Set down, unchanged, every line of the items below from the one holding "Query: white lane line" through the last line of the items, inclusive.
==== PROVIDED MATERIAL ====
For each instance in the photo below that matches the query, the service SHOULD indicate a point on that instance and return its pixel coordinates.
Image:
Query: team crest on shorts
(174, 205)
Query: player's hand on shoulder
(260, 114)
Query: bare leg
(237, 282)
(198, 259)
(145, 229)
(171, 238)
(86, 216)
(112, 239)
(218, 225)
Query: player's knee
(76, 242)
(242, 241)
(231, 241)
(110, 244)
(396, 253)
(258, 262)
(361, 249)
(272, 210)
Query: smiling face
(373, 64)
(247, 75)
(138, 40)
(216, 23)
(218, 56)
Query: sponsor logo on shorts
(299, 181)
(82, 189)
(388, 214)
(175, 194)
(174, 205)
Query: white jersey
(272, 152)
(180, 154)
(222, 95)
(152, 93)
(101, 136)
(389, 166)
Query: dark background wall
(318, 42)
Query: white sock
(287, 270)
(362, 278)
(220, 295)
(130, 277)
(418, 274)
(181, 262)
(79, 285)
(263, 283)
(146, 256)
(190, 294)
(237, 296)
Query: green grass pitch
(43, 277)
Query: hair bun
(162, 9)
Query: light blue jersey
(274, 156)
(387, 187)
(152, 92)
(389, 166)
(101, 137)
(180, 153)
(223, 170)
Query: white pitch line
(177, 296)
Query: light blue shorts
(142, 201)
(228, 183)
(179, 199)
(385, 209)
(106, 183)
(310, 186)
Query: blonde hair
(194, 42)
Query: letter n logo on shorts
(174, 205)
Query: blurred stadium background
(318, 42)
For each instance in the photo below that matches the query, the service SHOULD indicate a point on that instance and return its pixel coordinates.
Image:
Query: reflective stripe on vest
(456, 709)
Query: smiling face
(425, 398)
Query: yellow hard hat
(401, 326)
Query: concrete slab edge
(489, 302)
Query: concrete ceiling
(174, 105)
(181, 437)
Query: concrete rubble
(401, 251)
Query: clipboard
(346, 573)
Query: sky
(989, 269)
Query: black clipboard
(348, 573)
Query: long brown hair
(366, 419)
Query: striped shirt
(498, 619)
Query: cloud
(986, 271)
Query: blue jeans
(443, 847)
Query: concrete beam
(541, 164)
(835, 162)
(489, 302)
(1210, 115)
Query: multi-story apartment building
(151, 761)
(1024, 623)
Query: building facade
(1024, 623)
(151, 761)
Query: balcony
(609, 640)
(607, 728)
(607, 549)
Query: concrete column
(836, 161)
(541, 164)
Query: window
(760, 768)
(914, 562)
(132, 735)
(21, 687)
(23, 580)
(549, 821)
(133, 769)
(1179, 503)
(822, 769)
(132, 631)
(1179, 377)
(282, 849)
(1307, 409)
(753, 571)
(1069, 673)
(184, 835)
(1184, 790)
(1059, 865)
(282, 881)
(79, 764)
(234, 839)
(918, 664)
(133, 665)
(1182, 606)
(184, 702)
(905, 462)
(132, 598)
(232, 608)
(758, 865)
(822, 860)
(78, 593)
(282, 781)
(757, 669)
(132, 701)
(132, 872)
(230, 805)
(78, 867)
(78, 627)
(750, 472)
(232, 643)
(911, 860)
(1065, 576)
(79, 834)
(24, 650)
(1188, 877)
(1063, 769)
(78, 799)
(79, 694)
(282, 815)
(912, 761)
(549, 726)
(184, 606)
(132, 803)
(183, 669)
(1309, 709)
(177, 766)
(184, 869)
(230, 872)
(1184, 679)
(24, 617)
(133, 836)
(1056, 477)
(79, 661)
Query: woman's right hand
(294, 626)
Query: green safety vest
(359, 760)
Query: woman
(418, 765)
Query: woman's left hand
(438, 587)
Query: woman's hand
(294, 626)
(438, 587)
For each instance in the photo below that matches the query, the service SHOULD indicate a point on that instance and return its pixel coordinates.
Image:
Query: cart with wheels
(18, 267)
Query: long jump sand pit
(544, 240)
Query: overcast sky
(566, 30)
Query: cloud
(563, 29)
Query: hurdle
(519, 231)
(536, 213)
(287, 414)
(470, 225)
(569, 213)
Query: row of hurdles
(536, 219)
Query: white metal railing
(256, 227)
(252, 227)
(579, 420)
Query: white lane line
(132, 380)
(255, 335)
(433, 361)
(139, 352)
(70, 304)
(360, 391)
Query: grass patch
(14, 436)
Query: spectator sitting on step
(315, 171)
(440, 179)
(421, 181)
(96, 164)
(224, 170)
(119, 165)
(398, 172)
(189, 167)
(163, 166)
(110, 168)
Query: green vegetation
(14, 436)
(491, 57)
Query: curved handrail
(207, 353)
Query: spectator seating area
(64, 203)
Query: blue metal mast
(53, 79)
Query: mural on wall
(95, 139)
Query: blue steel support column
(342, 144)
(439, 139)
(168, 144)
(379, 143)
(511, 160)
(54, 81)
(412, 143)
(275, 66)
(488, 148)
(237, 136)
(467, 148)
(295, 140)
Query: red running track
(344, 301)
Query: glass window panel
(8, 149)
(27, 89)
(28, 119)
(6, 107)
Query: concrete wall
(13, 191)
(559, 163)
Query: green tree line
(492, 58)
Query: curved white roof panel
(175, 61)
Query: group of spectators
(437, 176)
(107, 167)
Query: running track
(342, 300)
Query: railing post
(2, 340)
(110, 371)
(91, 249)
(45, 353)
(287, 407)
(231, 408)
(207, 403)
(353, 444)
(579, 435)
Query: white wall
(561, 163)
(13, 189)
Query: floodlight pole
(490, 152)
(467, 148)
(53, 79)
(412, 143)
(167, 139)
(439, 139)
====
**PROBLEM SOLUTION**
Query: white lane line
(132, 380)
(255, 335)
(433, 361)
(139, 352)
(70, 304)
(360, 391)
Query: grass patch
(14, 436)
Query: spectator sitting on step
(315, 171)
(440, 179)
(421, 181)
(96, 164)
(224, 170)
(119, 165)
(398, 172)
(189, 167)
(163, 166)
(110, 168)
Query: green vegetation
(14, 436)
(491, 57)
Query: curved handrail
(207, 353)
Query: spectator seating area
(64, 203)
Query: blue metal mast
(53, 79)
Query: mural on wall
(95, 139)
Query: blue steel support column
(342, 144)
(439, 139)
(168, 144)
(379, 143)
(511, 160)
(54, 81)
(412, 143)
(275, 66)
(488, 148)
(237, 136)
(467, 148)
(295, 140)
Query: red running track
(344, 301)
Query: glass window panel
(8, 149)
(27, 89)
(28, 119)
(6, 107)
Query: concrete wall
(13, 191)
(559, 163)
Query: green tree line
(492, 58)
Query: curved white roof panel
(175, 61)
Query: group of spectators
(437, 176)
(107, 167)
Query: running track
(342, 300)
Query: railing post
(2, 340)
(110, 371)
(91, 249)
(45, 353)
(287, 407)
(231, 408)
(207, 403)
(353, 444)
(579, 435)
Query: white wall
(561, 163)
(13, 189)
Query: floodlight pole
(490, 152)
(467, 148)
(53, 79)
(412, 143)
(167, 139)
(439, 139)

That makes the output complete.